:: SHORT TASK ::
Reproduce each of the items below word for word, leaving out the pictures.
--- Start GIVEN INFORMATION ---
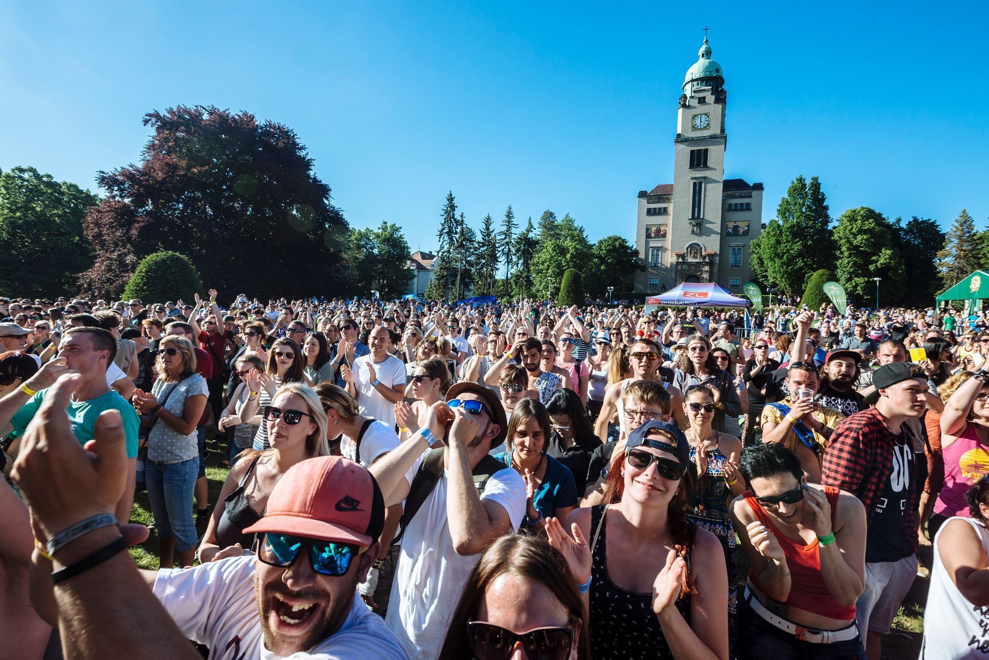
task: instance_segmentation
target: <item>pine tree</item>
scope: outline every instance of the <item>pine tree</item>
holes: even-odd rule
[[[481,224],[481,236],[478,237],[478,248],[474,259],[474,274],[478,281],[479,294],[494,293],[497,264],[498,238],[494,232],[494,219],[488,214]]]
[[[504,256],[505,279],[511,277],[512,259],[515,256],[515,244],[512,240],[516,227],[515,213],[511,210],[511,205],[509,204],[507,210],[504,212],[504,220],[501,221],[501,232],[497,235],[497,246],[501,251],[501,254]]]
[[[944,289],[952,287],[983,264],[982,241],[975,233],[975,223],[968,211],[961,210],[938,252],[938,269]]]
--- End GIVEN INFORMATION ---
:: COMPLETE RESPONSE ::
task: instance_segmentation
target: <item>pine tree</item>
scope: outline every instance of the <item>pine tree</item>
holes: even-odd rule
[[[481,224],[481,236],[478,237],[478,248],[474,259],[474,274],[478,281],[479,294],[494,293],[497,264],[498,238],[494,232],[494,219],[488,214]]]
[[[504,256],[505,279],[511,277],[512,259],[515,256],[515,244],[512,240],[516,227],[515,213],[511,210],[511,205],[509,204],[507,210],[504,212],[504,220],[501,221],[501,232],[497,235],[497,246],[501,251],[501,254]]]
[[[944,289],[952,287],[983,264],[982,241],[975,233],[975,223],[968,211],[961,210],[938,252],[938,269]]]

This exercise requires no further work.